*** Opening of Recorded data ***

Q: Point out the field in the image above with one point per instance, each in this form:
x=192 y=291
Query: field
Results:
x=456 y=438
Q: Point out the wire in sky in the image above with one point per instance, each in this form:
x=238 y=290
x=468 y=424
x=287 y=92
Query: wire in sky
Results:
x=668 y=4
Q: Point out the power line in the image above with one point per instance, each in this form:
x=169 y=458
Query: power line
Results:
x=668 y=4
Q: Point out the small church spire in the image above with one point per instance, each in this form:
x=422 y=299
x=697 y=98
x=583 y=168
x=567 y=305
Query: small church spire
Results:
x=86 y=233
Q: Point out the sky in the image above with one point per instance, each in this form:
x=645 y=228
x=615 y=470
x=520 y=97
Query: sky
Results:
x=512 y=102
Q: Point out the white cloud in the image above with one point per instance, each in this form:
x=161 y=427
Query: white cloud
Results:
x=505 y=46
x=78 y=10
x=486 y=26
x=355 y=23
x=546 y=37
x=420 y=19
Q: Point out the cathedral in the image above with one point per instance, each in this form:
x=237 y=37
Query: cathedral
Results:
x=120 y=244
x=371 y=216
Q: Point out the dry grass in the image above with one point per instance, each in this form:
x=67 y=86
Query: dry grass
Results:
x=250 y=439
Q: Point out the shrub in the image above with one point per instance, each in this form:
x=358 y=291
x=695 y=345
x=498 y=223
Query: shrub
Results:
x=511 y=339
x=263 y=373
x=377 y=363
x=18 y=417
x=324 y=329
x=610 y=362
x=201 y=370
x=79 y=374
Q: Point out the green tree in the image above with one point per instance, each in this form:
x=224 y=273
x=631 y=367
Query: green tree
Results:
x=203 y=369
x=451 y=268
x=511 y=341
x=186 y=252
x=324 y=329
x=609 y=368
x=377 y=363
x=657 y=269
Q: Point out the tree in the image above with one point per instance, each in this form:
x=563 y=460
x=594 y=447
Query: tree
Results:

*** Close of Recorded data ***

**Directions:** In the listing above, find each line containing "small" and copy it.

**Answer for the task:**
Q: Point out the small church spire in the image above with one point per instance, each in this form:
Query: small church spire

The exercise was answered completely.